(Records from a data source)

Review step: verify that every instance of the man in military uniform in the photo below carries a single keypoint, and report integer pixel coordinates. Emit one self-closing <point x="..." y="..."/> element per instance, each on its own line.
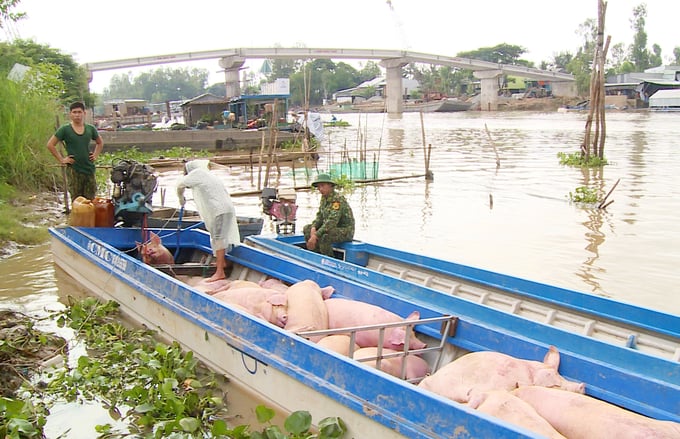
<point x="334" y="221"/>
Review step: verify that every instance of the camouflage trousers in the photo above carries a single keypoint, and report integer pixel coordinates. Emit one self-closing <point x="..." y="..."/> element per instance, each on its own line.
<point x="325" y="244"/>
<point x="81" y="184"/>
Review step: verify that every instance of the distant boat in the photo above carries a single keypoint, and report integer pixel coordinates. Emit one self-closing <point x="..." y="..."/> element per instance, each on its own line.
<point x="445" y="105"/>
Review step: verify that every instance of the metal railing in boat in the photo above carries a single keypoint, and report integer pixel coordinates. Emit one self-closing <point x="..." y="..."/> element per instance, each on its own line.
<point x="447" y="329"/>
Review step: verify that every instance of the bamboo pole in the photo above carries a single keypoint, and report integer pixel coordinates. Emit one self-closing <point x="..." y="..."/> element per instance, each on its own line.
<point x="64" y="175"/>
<point x="493" y="145"/>
<point x="602" y="204"/>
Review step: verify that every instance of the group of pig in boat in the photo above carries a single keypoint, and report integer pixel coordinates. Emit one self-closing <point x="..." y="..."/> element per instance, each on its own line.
<point x="531" y="394"/>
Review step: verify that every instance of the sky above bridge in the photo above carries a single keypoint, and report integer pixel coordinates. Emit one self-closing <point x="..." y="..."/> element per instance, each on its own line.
<point x="100" y="30"/>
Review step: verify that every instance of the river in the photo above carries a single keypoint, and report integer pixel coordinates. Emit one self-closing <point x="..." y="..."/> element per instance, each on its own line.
<point x="515" y="218"/>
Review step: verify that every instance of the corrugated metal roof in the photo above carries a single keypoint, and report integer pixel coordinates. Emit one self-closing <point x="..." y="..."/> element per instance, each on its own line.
<point x="665" y="98"/>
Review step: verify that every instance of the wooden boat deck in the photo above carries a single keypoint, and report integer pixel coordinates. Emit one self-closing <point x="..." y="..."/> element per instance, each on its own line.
<point x="590" y="325"/>
<point x="598" y="318"/>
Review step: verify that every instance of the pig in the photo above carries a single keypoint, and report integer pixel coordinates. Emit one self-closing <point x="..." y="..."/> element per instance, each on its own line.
<point x="483" y="371"/>
<point x="269" y="305"/>
<point x="274" y="284"/>
<point x="344" y="313"/>
<point x="416" y="367"/>
<point x="339" y="343"/>
<point x="153" y="252"/>
<point x="230" y="285"/>
<point x="209" y="287"/>
<point x="508" y="407"/>
<point x="579" y="416"/>
<point x="306" y="308"/>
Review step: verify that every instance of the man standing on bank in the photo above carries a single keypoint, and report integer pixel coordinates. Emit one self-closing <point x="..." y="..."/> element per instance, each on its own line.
<point x="334" y="221"/>
<point x="76" y="137"/>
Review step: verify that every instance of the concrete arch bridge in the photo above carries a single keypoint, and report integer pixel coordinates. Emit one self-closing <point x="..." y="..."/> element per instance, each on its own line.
<point x="231" y="60"/>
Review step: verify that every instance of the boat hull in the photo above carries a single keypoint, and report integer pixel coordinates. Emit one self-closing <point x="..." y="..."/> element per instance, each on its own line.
<point x="587" y="349"/>
<point x="285" y="370"/>
<point x="168" y="218"/>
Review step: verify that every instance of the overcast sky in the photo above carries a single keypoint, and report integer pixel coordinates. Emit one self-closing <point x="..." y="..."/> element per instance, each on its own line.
<point x="99" y="30"/>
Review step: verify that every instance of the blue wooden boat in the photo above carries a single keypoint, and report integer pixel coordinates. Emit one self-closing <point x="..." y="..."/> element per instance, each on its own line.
<point x="168" y="218"/>
<point x="412" y="275"/>
<point x="295" y="374"/>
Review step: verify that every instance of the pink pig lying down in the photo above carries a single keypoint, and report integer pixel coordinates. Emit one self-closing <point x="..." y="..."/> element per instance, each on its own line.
<point x="276" y="284"/>
<point x="344" y="313"/>
<point x="416" y="367"/>
<point x="153" y="252"/>
<point x="226" y="284"/>
<point x="579" y="416"/>
<point x="306" y="308"/>
<point x="483" y="371"/>
<point x="506" y="406"/>
<point x="269" y="305"/>
<point x="339" y="343"/>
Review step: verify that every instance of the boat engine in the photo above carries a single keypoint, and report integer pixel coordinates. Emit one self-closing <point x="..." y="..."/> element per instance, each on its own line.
<point x="280" y="206"/>
<point x="133" y="186"/>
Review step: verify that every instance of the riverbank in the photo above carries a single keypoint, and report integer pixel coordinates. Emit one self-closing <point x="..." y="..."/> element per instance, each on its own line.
<point x="25" y="219"/>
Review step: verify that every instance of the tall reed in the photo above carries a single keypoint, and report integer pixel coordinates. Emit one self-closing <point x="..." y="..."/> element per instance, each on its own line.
<point x="27" y="120"/>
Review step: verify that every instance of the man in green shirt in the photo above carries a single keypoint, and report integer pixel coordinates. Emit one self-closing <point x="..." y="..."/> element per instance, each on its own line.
<point x="76" y="137"/>
<point x="334" y="221"/>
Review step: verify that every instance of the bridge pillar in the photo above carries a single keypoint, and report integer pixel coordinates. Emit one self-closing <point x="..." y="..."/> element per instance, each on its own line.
<point x="232" y="66"/>
<point x="489" y="97"/>
<point x="394" y="91"/>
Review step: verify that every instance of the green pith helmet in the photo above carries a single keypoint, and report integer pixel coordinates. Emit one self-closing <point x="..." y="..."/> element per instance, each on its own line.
<point x="323" y="178"/>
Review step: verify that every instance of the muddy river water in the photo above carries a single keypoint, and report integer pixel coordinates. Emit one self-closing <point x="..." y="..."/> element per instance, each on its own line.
<point x="515" y="218"/>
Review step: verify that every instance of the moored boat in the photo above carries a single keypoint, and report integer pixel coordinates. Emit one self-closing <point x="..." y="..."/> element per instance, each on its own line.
<point x="296" y="374"/>
<point x="169" y="218"/>
<point x="444" y="105"/>
<point x="412" y="275"/>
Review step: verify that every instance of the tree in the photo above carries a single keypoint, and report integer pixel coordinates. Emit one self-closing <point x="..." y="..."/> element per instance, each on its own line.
<point x="580" y="64"/>
<point x="501" y="53"/>
<point x="640" y="56"/>
<point x="7" y="14"/>
<point x="74" y="77"/>
<point x="159" y="85"/>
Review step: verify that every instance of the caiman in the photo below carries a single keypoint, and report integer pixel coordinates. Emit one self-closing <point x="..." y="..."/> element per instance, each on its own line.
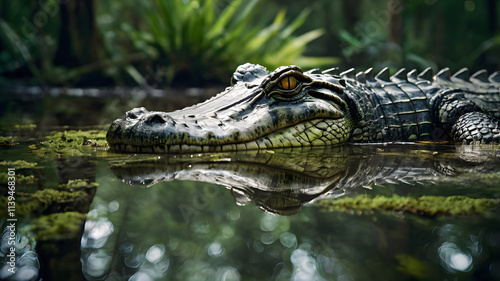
<point x="293" y="108"/>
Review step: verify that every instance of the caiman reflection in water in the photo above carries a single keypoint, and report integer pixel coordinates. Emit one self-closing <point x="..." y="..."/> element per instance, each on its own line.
<point x="281" y="181"/>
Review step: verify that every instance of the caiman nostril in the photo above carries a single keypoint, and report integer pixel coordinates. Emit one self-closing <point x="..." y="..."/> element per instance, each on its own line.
<point x="135" y="113"/>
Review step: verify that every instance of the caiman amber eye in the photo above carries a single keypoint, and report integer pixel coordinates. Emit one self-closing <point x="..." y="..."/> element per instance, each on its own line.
<point x="288" y="83"/>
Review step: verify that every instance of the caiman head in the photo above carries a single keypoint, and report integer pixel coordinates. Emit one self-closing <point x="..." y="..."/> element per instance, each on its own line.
<point x="286" y="108"/>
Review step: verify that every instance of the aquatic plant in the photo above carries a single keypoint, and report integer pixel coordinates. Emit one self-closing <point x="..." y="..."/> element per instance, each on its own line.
<point x="199" y="44"/>
<point x="69" y="143"/>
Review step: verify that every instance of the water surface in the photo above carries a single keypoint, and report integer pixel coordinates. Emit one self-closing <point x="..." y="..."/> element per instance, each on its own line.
<point x="255" y="215"/>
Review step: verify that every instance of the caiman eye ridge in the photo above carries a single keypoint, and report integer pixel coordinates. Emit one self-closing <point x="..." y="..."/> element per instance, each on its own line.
<point x="288" y="83"/>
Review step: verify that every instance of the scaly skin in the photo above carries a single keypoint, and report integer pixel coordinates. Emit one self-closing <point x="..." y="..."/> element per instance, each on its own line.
<point x="290" y="108"/>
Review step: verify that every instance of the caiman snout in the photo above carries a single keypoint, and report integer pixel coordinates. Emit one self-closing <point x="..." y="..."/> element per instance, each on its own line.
<point x="286" y="108"/>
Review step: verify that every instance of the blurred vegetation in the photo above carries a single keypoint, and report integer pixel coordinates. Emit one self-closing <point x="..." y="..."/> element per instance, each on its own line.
<point x="193" y="43"/>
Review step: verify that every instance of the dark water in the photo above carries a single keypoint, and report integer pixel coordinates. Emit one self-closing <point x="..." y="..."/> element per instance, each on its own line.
<point x="256" y="215"/>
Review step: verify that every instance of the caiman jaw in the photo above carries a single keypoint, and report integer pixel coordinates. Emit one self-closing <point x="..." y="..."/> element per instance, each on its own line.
<point x="283" y="109"/>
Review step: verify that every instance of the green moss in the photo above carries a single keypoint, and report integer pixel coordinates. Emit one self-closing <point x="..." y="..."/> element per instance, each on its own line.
<point x="425" y="205"/>
<point x="415" y="267"/>
<point x="78" y="184"/>
<point x="19" y="164"/>
<point x="7" y="141"/>
<point x="58" y="226"/>
<point x="69" y="143"/>
<point x="25" y="127"/>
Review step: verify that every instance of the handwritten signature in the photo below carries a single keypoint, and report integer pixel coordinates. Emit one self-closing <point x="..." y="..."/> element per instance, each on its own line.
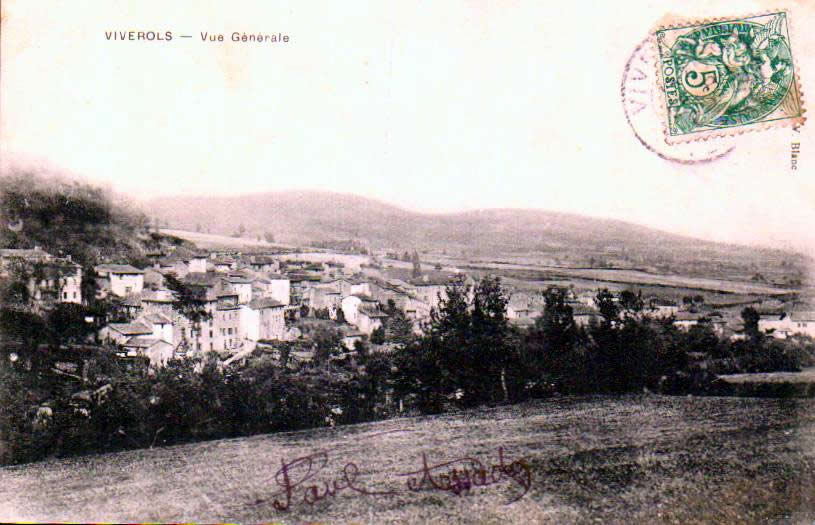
<point x="297" y="481"/>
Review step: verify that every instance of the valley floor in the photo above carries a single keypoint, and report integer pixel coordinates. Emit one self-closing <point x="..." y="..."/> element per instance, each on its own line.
<point x="637" y="459"/>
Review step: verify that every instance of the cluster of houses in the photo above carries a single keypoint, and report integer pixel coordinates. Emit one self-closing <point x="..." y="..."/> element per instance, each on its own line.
<point x="48" y="279"/>
<point x="248" y="300"/>
<point x="782" y="324"/>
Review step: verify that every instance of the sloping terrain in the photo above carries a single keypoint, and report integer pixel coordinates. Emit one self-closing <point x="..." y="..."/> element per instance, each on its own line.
<point x="570" y="460"/>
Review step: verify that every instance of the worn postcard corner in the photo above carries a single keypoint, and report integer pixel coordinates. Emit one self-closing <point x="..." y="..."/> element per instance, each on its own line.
<point x="728" y="75"/>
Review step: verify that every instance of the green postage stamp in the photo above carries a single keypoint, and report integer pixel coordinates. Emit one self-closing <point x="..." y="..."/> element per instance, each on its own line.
<point x="726" y="77"/>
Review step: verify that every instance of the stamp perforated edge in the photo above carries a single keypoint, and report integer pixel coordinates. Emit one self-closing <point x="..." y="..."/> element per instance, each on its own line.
<point x="677" y="22"/>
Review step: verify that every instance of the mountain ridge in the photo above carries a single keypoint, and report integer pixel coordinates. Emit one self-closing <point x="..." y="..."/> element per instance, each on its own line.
<point x="307" y="216"/>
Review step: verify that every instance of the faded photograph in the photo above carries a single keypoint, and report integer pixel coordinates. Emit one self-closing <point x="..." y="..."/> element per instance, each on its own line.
<point x="466" y="262"/>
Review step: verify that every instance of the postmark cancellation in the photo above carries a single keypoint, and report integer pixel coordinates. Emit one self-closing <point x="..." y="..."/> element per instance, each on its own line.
<point x="728" y="76"/>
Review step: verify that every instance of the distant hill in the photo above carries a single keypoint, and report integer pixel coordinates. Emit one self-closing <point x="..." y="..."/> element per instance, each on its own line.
<point x="307" y="216"/>
<point x="67" y="217"/>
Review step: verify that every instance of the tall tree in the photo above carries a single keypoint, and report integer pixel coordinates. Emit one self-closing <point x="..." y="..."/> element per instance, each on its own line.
<point x="417" y="264"/>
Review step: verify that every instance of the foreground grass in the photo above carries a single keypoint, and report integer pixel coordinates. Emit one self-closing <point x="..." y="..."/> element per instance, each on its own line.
<point x="590" y="460"/>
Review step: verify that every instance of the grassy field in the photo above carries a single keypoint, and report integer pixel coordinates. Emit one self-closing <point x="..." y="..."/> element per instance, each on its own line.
<point x="576" y="460"/>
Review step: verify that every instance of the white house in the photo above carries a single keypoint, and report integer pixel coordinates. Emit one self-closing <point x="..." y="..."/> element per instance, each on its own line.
<point x="263" y="319"/>
<point x="279" y="288"/>
<point x="242" y="285"/>
<point x="122" y="279"/>
<point x="803" y="323"/>
<point x="197" y="264"/>
<point x="120" y="333"/>
<point x="779" y="325"/>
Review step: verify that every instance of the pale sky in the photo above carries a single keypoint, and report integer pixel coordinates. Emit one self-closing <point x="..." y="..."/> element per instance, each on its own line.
<point x="432" y="106"/>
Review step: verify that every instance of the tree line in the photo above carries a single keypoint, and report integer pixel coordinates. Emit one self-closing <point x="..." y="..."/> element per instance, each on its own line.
<point x="468" y="354"/>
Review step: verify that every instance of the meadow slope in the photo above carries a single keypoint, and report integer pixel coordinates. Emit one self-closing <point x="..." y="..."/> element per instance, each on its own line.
<point x="639" y="459"/>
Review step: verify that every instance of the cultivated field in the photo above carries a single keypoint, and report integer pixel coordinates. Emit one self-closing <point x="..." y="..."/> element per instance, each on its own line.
<point x="570" y="460"/>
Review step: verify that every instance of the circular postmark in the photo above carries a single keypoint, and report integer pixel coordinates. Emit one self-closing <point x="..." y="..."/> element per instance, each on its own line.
<point x="639" y="92"/>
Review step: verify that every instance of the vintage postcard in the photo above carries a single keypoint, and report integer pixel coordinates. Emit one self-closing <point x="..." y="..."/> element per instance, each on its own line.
<point x="462" y="262"/>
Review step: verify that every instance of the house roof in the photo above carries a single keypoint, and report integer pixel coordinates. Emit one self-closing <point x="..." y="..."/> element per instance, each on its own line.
<point x="118" y="268"/>
<point x="438" y="279"/>
<point x="662" y="302"/>
<point x="264" y="302"/>
<point x="688" y="316"/>
<point x="372" y="313"/>
<point x="581" y="309"/>
<point x="130" y="328"/>
<point x="803" y="316"/>
<point x="156" y="296"/>
<point x="156" y="319"/>
<point x="144" y="342"/>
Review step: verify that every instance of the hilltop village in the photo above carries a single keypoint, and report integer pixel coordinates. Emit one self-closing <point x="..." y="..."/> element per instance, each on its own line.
<point x="249" y="301"/>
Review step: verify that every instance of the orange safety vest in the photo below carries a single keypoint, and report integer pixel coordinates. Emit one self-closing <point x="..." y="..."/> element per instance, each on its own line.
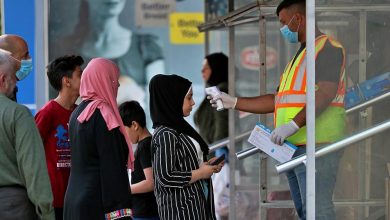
<point x="291" y="98"/>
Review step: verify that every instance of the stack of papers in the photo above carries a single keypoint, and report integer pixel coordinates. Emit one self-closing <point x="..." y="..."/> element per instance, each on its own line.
<point x="260" y="138"/>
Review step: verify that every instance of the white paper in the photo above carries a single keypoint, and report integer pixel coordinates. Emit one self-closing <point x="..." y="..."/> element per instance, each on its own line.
<point x="260" y="138"/>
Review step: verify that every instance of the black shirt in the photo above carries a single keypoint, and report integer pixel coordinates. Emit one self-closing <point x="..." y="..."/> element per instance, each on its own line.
<point x="98" y="182"/>
<point x="144" y="204"/>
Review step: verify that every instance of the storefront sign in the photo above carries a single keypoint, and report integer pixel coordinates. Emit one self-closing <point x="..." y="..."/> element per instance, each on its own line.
<point x="153" y="13"/>
<point x="184" y="28"/>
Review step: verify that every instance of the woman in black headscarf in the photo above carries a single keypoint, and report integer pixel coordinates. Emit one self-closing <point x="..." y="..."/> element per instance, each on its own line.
<point x="182" y="174"/>
<point x="212" y="124"/>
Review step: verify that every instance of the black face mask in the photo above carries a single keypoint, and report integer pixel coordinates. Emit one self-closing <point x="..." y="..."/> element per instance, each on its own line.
<point x="13" y="96"/>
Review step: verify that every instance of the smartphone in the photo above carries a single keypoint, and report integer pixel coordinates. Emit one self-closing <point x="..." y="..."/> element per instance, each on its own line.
<point x="218" y="160"/>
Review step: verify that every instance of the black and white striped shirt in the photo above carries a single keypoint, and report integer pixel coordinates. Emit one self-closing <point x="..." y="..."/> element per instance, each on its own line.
<point x="174" y="158"/>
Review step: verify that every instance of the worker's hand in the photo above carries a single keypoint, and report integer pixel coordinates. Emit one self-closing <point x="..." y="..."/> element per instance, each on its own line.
<point x="227" y="100"/>
<point x="284" y="131"/>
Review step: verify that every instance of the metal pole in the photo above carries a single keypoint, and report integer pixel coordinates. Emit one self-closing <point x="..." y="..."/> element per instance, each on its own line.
<point x="41" y="52"/>
<point x="387" y="199"/>
<point x="232" y="121"/>
<point x="334" y="147"/>
<point x="310" y="111"/>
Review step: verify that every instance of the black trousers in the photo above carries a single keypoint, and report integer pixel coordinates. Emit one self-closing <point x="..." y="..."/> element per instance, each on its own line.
<point x="15" y="204"/>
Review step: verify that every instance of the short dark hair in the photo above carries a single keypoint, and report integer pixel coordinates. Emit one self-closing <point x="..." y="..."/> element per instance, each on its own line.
<point x="60" y="67"/>
<point x="132" y="111"/>
<point x="287" y="3"/>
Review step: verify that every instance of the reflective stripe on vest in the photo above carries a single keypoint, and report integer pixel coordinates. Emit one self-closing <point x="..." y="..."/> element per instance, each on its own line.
<point x="291" y="98"/>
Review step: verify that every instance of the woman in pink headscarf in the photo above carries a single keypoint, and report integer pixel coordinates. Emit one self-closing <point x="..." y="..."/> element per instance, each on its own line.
<point x="101" y="150"/>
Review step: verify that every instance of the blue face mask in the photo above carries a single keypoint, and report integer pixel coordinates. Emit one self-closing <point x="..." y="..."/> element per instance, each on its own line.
<point x="292" y="37"/>
<point x="25" y="69"/>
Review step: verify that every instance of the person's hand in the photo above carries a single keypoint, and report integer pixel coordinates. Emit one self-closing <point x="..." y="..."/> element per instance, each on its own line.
<point x="218" y="166"/>
<point x="206" y="170"/>
<point x="284" y="131"/>
<point x="227" y="100"/>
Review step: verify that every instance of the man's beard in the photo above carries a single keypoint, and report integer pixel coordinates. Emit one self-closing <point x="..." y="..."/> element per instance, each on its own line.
<point x="13" y="95"/>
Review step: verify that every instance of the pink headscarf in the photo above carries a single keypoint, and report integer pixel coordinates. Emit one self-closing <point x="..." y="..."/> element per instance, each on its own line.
<point x="99" y="83"/>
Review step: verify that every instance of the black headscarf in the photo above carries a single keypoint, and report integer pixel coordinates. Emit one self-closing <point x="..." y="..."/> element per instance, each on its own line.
<point x="218" y="63"/>
<point x="167" y="94"/>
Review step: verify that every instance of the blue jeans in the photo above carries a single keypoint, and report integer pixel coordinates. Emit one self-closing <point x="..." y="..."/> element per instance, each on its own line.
<point x="326" y="173"/>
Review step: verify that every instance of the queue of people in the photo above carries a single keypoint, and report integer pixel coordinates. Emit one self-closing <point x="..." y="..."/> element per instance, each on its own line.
<point x="72" y="162"/>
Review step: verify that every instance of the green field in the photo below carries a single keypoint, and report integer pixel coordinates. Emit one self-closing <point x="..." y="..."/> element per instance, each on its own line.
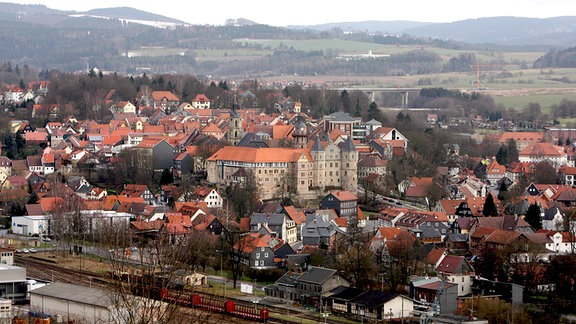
<point x="512" y="82"/>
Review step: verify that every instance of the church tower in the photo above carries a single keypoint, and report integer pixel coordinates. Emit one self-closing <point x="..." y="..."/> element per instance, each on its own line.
<point x="235" y="130"/>
<point x="300" y="133"/>
<point x="349" y="166"/>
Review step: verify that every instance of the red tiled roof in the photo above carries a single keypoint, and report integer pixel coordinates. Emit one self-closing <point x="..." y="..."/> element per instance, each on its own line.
<point x="159" y="95"/>
<point x="249" y="154"/>
<point x="344" y="195"/>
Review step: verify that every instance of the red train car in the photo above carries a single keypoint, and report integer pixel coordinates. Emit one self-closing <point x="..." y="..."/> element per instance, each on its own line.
<point x="220" y="306"/>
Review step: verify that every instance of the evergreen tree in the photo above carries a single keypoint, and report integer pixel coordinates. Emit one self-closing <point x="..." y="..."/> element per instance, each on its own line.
<point x="489" y="206"/>
<point x="533" y="217"/>
<point x="511" y="151"/>
<point x="501" y="155"/>
<point x="167" y="177"/>
<point x="374" y="112"/>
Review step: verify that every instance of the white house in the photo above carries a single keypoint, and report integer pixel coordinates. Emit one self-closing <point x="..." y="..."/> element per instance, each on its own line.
<point x="562" y="243"/>
<point x="30" y="225"/>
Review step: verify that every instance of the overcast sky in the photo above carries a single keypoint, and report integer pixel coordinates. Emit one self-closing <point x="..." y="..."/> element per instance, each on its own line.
<point x="311" y="12"/>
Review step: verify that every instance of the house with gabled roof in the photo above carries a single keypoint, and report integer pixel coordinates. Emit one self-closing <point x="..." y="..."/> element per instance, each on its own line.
<point x="522" y="139"/>
<point x="157" y="152"/>
<point x="344" y="202"/>
<point x="165" y="100"/>
<point x="138" y="191"/>
<point x="544" y="152"/>
<point x="200" y="102"/>
<point x="458" y="270"/>
<point x="208" y="195"/>
<point x="494" y="172"/>
<point x="387" y="238"/>
<point x="449" y="207"/>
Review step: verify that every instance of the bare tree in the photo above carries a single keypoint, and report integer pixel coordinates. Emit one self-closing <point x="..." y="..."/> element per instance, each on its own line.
<point x="143" y="269"/>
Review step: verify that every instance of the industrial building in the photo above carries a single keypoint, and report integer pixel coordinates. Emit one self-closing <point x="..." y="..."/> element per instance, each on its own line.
<point x="13" y="283"/>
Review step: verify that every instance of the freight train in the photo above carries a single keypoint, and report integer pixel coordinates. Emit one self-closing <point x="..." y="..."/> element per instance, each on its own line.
<point x="228" y="306"/>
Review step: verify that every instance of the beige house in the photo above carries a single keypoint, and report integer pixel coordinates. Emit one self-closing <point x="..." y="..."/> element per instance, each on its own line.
<point x="307" y="172"/>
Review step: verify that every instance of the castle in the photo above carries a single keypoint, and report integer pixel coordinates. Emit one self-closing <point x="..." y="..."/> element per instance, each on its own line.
<point x="308" y="170"/>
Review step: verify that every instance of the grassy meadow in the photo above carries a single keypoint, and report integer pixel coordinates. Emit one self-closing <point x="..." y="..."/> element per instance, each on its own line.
<point x="512" y="82"/>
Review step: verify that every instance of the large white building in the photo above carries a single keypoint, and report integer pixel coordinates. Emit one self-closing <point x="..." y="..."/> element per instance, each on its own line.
<point x="308" y="172"/>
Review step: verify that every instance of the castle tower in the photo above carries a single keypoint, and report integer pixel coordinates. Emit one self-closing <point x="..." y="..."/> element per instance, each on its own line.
<point x="300" y="133"/>
<point x="349" y="166"/>
<point x="235" y="130"/>
<point x="319" y="156"/>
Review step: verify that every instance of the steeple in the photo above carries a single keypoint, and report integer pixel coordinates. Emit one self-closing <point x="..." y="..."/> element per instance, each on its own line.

**What is required:** Take the line that contains "Review step: verify that every instance of the castle in" and each line after it down to the last of the records, and retype them exactly; add nothing else.

**Solution:**
Review step: verify that every instance of the castle in the photo above carries a single keypoint, and report integer pixel coordinates. Emit one self-closing <point x="..." y="..."/> element per instance, each on its own line.
<point x="308" y="170"/>
Review step: verify that every instance of the grassy meadow in the photo above carries a single keypoint, and report integer pixel coordinates. Emit one self-closing <point x="..." y="..."/> element per instance, each on its own line.
<point x="512" y="82"/>
Review step: verify that every instance of the large white building in the photo above carries a single keypoint, and report integer pixel coordinates. Emit one self-closing <point x="..." y="..."/> element per instance, each on its own line.
<point x="308" y="172"/>
Review step: verify that every instance of the castle tower in the photo above carries a single keypoint, and report integer pixel coordinates. Emit one self-closing <point x="..." y="..."/> element per instance, each on its own line.
<point x="300" y="133"/>
<point x="349" y="166"/>
<point x="235" y="130"/>
<point x="319" y="156"/>
Review step: verify that every instance of the steeple in the photo above carries a single keypoint, and report integer pixel coordinates. Emit one self-closing <point x="..." y="..."/> element per instance, each on its own line.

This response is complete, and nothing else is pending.